- _Brano_
※
In
quel tempo, Gesù [cominciò a dire nella sinagoga a Nàzaret:] «In verità io vi
dico: nessun profeta è bene accetto nella sua patria. Anzi, in verità io vi
dico: c’erano molte vedove in Israele al tempo di Elìa, quando il cielo fu
chiuso per tre anni e sei mesi e ci fu una grande carestia in tutto il paese;
ma a nessuna di esse fu mandato Elìa, se non a una vedova a Sarèpta di Sidóne.
C’erano molti lebbrosi in Israele al tempo del profeta Elisèo; ma nessuno di
loro fu purificato, se non Naamàn, il Siro».
All’udire queste cose, tutti nella sinagoga si
riempirono di sdegno. Si alzarono e lo cacciarono fuori della città e lo
condussero fin sul ciglio del monte, sul quale era costruita la loro città, per
gettarlo giù. Ma egli, passando in mezzo a loro, si mise in cammino.
※
- _Righe fornite_
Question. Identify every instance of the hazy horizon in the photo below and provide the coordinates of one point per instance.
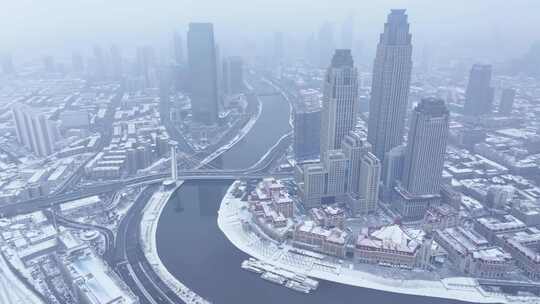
(462, 28)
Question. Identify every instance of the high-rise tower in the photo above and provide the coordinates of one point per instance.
(203, 72)
(426, 145)
(423, 162)
(340, 97)
(390, 85)
(479, 93)
(34, 130)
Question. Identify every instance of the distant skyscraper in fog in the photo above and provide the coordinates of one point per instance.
(423, 162)
(77, 62)
(116, 63)
(278, 49)
(347, 33)
(326, 44)
(203, 72)
(34, 130)
(340, 96)
(146, 65)
(99, 66)
(479, 93)
(507, 101)
(390, 85)
(178, 48)
(233, 75)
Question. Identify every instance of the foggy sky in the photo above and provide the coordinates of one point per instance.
(498, 28)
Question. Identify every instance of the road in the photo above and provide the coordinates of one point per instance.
(129, 260)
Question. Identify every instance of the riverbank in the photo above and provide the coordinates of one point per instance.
(230, 215)
(152, 213)
(148, 229)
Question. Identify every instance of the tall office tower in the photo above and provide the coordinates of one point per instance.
(370, 171)
(424, 157)
(336, 167)
(307, 131)
(313, 184)
(116, 63)
(203, 72)
(174, 161)
(7, 64)
(311, 53)
(34, 130)
(507, 101)
(347, 32)
(390, 85)
(178, 48)
(326, 43)
(479, 93)
(393, 168)
(354, 148)
(77, 62)
(278, 50)
(340, 96)
(233, 75)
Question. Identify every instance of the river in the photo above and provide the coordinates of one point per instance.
(195, 251)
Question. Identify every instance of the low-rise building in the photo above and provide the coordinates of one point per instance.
(388, 245)
(492, 227)
(523, 246)
(440, 217)
(328, 216)
(308, 235)
(473, 254)
(92, 281)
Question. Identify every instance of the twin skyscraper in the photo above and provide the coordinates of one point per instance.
(350, 167)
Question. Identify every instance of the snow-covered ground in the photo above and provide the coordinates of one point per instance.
(151, 214)
(12, 290)
(153, 210)
(459, 288)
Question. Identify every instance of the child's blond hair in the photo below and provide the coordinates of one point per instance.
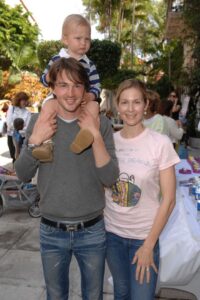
(74, 19)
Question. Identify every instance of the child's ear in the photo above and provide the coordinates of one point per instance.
(64, 39)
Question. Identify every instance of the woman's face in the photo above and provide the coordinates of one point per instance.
(23, 103)
(131, 107)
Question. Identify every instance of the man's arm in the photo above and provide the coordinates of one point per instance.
(26, 165)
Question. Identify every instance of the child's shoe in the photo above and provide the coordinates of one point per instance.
(44, 152)
(82, 141)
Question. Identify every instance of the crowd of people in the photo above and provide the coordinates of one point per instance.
(94, 184)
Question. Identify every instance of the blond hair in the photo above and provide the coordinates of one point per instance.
(74, 19)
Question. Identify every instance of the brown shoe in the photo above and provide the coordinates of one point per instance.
(44, 152)
(82, 141)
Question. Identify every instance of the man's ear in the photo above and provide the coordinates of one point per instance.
(146, 105)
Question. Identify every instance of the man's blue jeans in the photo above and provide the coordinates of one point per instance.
(87, 245)
(120, 253)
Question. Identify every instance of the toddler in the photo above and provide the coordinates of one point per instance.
(76, 36)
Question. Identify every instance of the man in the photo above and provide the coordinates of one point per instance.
(72, 186)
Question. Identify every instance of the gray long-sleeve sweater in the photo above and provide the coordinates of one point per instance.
(71, 187)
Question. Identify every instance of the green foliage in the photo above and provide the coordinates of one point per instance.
(115, 20)
(15, 32)
(106, 56)
(112, 82)
(192, 20)
(46, 50)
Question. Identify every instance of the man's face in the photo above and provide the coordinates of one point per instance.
(69, 95)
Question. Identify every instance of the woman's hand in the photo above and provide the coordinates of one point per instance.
(144, 260)
(44, 128)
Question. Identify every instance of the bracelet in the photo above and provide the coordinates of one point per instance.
(32, 146)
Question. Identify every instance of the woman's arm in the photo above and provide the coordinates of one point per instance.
(9, 117)
(144, 256)
(175, 131)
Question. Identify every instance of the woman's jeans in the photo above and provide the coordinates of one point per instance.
(120, 253)
(87, 245)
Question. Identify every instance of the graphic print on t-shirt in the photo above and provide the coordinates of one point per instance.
(125, 192)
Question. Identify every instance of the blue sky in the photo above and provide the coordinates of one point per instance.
(50, 14)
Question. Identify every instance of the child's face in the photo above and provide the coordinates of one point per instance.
(77, 40)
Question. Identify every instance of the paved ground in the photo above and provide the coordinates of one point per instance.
(21, 275)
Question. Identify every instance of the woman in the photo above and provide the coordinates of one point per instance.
(152, 119)
(17, 110)
(175, 127)
(134, 216)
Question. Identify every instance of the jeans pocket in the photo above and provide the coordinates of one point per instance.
(98, 227)
(47, 229)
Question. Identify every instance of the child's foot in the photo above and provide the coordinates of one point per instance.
(44, 153)
(82, 141)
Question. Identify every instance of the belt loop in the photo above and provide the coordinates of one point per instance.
(82, 225)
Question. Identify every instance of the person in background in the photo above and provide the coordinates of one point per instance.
(152, 118)
(175, 130)
(71, 187)
(176, 105)
(17, 110)
(76, 36)
(17, 136)
(135, 215)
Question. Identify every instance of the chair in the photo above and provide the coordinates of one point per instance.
(174, 294)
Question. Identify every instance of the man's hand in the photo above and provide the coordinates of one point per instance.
(44, 128)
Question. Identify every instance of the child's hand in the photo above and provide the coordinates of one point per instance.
(50, 107)
(44, 128)
(89, 97)
(88, 121)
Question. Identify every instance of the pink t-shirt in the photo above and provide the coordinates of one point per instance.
(132, 203)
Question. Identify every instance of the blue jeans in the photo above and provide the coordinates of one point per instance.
(87, 245)
(120, 253)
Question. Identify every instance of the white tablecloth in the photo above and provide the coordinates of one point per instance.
(180, 242)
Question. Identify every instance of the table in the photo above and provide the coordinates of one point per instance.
(180, 241)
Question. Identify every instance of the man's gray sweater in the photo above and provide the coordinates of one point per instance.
(71, 187)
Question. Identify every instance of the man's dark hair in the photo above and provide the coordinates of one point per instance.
(72, 68)
(18, 124)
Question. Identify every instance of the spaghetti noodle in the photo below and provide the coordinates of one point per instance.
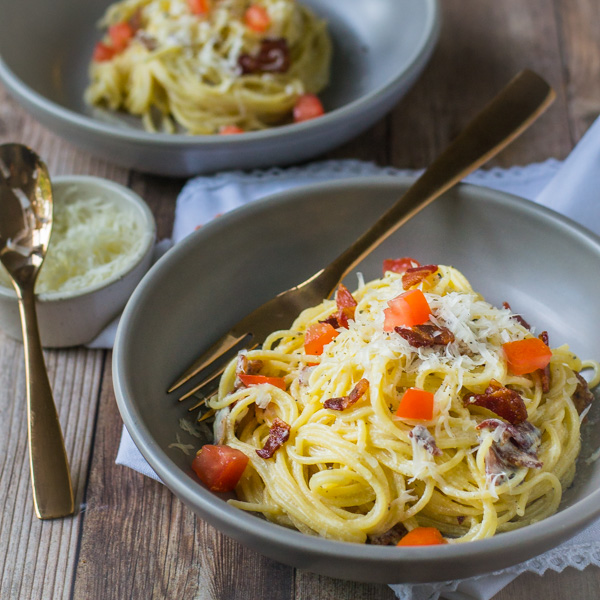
(209, 66)
(349, 468)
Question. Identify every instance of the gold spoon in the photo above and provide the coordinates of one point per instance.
(25, 227)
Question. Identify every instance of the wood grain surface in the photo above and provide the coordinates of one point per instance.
(132, 538)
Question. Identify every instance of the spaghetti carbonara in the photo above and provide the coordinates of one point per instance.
(210, 66)
(336, 450)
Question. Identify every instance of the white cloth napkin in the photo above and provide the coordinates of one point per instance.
(570, 188)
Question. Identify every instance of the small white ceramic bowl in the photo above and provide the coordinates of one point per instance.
(71, 318)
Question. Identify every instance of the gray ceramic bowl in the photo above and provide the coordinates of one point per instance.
(510, 249)
(380, 47)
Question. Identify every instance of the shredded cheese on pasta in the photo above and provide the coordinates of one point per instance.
(182, 69)
(359, 472)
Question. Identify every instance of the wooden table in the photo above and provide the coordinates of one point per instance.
(132, 538)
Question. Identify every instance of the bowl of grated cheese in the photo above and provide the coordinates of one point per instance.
(101, 246)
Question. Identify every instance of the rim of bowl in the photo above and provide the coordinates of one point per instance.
(123, 193)
(430, 36)
(577, 516)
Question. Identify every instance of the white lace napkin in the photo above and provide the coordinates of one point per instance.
(570, 187)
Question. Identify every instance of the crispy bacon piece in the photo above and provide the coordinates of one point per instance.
(515, 446)
(506, 403)
(517, 318)
(278, 435)
(545, 372)
(346, 307)
(273, 56)
(390, 537)
(415, 275)
(399, 265)
(426, 335)
(582, 397)
(425, 439)
(346, 401)
(245, 367)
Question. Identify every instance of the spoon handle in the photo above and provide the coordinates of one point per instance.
(50, 476)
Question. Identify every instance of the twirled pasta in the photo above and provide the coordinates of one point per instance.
(181, 68)
(357, 473)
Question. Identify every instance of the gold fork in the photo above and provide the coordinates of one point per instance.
(503, 119)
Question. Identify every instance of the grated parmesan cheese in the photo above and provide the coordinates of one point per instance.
(94, 238)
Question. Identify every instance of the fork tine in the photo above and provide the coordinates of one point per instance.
(216, 351)
(202, 384)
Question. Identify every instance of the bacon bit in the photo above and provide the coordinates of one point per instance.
(506, 403)
(245, 367)
(399, 265)
(516, 446)
(390, 537)
(278, 435)
(545, 372)
(517, 318)
(415, 275)
(272, 57)
(424, 439)
(346, 401)
(582, 397)
(426, 335)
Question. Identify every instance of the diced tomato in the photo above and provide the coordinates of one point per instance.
(103, 52)
(199, 7)
(416, 404)
(230, 129)
(399, 265)
(308, 106)
(120, 35)
(317, 336)
(249, 380)
(407, 309)
(219, 467)
(526, 356)
(422, 536)
(257, 18)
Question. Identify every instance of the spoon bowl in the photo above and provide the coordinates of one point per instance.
(25, 229)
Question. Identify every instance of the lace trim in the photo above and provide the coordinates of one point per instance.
(558, 559)
(356, 167)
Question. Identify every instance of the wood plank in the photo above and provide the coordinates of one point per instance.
(579, 29)
(482, 46)
(37, 558)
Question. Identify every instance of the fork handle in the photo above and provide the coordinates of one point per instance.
(50, 476)
(500, 121)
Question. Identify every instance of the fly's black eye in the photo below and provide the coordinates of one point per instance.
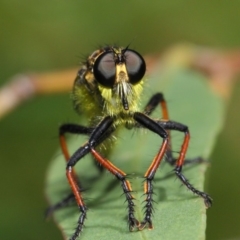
※
- _Da fare_
1. Individua e copia tutte le righe che contengono la parola "handle", tenendo conto di maiuscole e minuscole.
2. Scrivi il seguito del brano su Gesù nella sinagoga di Nàzaret, a partire dall'ultima frase riportata.
Il brano su Gesù nella sinagoga di Nàzaret e le righe sono materiali indipendenti tra loro.

- _Risultati attesi_
1.
Question. Identify every instance of the spoon handle in the photo above and provide the coordinates of one point per instance.
Question. Identify every instance of the fork handle in the photo above and provide the coordinates of one point per instance.

2.
2Re 5,1-15
Sal 41 e 42 Lc 4,24-30
La scontatezza svuota l’attesa e distoglie l’attenzione
dall’epifania continua di Dio nella nostra vita. Per questo era difficile ai nazareni
cogliere l’unicità di Gesù e accoglierlo. Ma Gesù rovescia le certezze di chi
crede che Dio gli appartiene per eredità. Dio non si possiede per la semplice
generazione, ma si accoglie attraverso la rigenerazione, lo sguardo rinnovato e
fresco di chi si mette in ascolto e si lascia purificare dalla lebbra dell’insensibilità
spirituale. Sta qui il segreto: nell’attenzione spirituale a Gesù che attraversa
la nostra vita, divenuta suo “paese” da quando ho sposato la nostra natura
umana.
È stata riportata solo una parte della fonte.